◆ USING THE INFORMATION:
**a.** Using the film festival article, decide whether each statement agrees with it, answering yes or no and quoting the deciding words: (i) The festival had 110 films in competition. (ii) Palestinian flags hung on the facade of the Chaplin cinema. (iii) Claudia Calviño and her husband have stayed on the Island.
**b.** Reproduce the film festival article from the words "This year not" through the words "on the Island.".
**c.** Carry on writing the film festival article after its last line.

◆ SOURCE PASSAGE:
---+---

Together with his friends, the young man also spent an afternoon in front of the Chaplin cinema and was surprised by the red, green, white and black colors of the Palestinian flags hanging on the facade. Outside, an employee with a sad face urged passers-by to enter. “There were four cats in the main room. We went in to sit down because we were tired, and the others who were there were people who use the cinema to sleep because they don’t have a house.”
“The only moment of festival enthusiasm was the premiere of the series One Hundred Years of Solitude in the Yara,” says Anthony. “There were a lot of young people and it was nice, but the rest of the venues have been pretty dead. Almost all the theaters I entered were practically empty.” From a generation that consumes audiovisual material mainly on mobile devices, Anthony believes that “with this lack of charm, they will not attract people to the festival.”
This year not only were the places for the screenings limited but the event brought together only 110 films in competition, 89 fewer than last year, from 42 countries. Cuban productions of numerous filmmakers who have emigrated in recent years were missing from the festival. Their works either have been censored or they have decided not to present themselves as an act of protest over the lack of freedoms on the Island.
“I find it shameful that today someone sits down to quietly listen to the false speeches of violent men, liars, proven abusers and verified human rights violators,” said producer Claudia Calviño on her social networks. She and her husband, the independent journalist Abraham Jiménez Enoa, have been exiled. “Those who sit there (in the same place from where combat orders are given), to listen without question, without recognizing the suffering of the suppressed, are, in fact, endorsing impunity and oblivion.”
“It gives the impression that no one believes this and that they have put on the Festival so they can say that they did not suspend it”

---+---

Natural-language object grounding data:

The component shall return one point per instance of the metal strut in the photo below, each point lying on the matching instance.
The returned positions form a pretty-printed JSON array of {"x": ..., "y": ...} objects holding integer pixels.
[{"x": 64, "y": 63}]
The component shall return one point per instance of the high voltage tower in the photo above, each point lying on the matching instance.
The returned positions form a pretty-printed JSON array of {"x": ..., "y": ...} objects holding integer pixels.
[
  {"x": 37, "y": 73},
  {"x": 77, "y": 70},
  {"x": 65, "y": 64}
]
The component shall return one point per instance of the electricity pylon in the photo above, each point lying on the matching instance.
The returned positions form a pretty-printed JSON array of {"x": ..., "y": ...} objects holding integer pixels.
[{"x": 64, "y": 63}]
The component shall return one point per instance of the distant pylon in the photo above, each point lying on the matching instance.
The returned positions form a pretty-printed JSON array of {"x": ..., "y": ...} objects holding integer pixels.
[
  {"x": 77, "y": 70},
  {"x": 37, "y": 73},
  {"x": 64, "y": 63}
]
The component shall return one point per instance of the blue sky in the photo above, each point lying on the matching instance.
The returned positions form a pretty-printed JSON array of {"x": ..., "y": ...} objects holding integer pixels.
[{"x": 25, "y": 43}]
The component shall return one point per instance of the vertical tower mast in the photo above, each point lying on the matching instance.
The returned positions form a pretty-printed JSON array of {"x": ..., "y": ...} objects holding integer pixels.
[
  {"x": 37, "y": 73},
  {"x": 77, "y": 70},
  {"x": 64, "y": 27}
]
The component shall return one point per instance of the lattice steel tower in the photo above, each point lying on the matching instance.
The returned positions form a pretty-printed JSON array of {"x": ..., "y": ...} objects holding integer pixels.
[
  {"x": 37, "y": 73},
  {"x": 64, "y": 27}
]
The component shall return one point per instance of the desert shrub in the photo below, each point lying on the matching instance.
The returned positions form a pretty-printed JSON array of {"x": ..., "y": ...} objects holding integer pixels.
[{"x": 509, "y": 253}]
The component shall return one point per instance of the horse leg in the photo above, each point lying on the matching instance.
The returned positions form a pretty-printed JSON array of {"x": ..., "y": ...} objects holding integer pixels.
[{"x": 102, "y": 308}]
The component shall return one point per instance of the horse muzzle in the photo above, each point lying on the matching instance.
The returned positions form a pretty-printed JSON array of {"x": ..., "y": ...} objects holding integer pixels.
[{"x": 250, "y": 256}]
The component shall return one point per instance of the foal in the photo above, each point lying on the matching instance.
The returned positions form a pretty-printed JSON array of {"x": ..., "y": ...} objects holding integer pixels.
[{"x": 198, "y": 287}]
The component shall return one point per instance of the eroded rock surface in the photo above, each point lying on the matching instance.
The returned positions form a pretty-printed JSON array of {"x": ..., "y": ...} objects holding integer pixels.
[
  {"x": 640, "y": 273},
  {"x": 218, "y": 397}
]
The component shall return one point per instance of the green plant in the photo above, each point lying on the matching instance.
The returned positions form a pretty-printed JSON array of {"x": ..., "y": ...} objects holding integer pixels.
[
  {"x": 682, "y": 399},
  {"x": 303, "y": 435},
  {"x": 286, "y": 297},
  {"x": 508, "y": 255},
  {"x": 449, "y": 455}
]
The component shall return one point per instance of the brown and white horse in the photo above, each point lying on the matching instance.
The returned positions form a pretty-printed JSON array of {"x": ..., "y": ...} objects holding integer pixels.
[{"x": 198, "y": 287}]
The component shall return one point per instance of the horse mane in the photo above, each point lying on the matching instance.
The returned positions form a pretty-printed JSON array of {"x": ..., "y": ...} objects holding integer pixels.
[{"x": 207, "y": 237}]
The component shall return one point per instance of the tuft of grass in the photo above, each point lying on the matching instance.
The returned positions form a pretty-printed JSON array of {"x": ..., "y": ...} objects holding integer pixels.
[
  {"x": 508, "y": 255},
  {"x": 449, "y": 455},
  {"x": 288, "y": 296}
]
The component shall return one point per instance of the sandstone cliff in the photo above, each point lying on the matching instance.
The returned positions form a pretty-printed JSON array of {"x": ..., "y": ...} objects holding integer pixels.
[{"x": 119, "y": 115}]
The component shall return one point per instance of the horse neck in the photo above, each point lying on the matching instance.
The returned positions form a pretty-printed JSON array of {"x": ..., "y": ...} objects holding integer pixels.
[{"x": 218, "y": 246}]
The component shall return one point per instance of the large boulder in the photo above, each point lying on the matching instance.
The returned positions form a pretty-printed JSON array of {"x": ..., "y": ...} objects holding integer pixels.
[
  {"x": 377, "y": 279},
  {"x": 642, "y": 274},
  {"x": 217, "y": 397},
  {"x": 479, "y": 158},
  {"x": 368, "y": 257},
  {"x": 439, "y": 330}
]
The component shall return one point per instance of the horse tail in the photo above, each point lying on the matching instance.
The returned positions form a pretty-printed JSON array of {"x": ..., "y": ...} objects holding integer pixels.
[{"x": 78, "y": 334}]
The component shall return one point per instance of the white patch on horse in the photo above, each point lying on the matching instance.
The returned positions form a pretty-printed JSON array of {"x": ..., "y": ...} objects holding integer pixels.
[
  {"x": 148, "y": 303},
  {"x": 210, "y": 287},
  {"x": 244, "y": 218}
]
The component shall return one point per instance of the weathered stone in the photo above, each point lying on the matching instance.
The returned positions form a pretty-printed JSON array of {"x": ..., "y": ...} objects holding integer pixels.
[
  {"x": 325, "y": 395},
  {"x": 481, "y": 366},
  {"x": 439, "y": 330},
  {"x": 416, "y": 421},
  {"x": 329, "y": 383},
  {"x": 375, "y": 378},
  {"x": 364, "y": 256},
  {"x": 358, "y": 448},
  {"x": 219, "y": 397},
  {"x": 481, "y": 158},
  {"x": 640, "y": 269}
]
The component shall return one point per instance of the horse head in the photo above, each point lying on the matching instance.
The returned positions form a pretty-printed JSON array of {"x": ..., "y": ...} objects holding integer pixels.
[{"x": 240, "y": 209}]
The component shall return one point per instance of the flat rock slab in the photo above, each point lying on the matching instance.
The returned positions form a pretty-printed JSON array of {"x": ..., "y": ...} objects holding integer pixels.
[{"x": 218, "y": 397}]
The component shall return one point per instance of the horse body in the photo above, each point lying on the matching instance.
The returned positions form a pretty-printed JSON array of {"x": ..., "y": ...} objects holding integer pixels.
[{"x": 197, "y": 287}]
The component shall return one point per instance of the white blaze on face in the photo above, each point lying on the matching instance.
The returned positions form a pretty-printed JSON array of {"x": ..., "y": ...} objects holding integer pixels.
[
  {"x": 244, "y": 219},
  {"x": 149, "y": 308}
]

---+---

◆ OUTPUTS BY TASK:
**a.**
(i) Yes: "only 110 films in competition, 89 fewer than last year"
(ii) Yes: "the Palestinian flags hanging on the facade"
(iii) No: "She and her husband, the independent journalist Abraham Jiménez Enoa, have been exiled."

**b.**
This year not only were the places for the screenings limited but the event brought together only 110 films in competition, 89 fewer than last year, from 42 countries. Cuban productions of numerous filmmakers who have emigrated in recent years were missing from the festival. Their works either have been censored or they have decided not to present themselves as an act of protest over the lack of freedoms on the Island.

**c.**
Her attitude coincides with that maintained by Eliecer Jiménez Almeida, resident in Miami and director of the documentary Veritas (2021), who explains without mincing words his absence on the Billboard of the Festival. “Until Cuba freely exhibits the films of Orlando Jiménez Leal, Néstor Almendros, Jorge Ulla, León Ichaso, Iván Acosta, Miguel Coyula and a long list of directors among which I include myself, I am not interested. Solidarity for me is a matter of principle.”
To cover up the obvious reduction in venues and films suffered by the event, the official organizers placed platforms and sales kiosks along the main avenue of El Vedado and a stage at the intersection of 23rd and 12th streets for musicians and audiovisual materials. Public bathrooms outside the Chaplin Cinema increased the feeling that they were attending a carnival or a street fair.
Playwright and poet Norge Espinosa complained harshly about these additions in a text published in Café Fuerte: “I wonder what Alfredo Guevara would say about his poster plastered everywhere, with closed streets for musical presentations, gastronomy and a street-carnival atmosphere, in search of an image of what is supposedly popular. The festival never needed such things, nor the portable public toilets placed in front of the ICAIC [Cuban Institute of Cinematographic Art and Industry].
For filmmaker Armando Capó, director of the film Agosto (2019), the diagnosis is very pessimistic. “The film festival has no soul. It has lost it despite the effort of its work team. This has been achieved by speeches that rewrite history. The annulment of Cuban filmmakers. The idiotic carnivalization of the spectacle.” In his opinion, the event “looked like a representation for foreign filmmakers, a staging for the authorities, needing to hear what they want to hear. A parallel reality where the Assembly of Cuban Filmmakers does not exist.”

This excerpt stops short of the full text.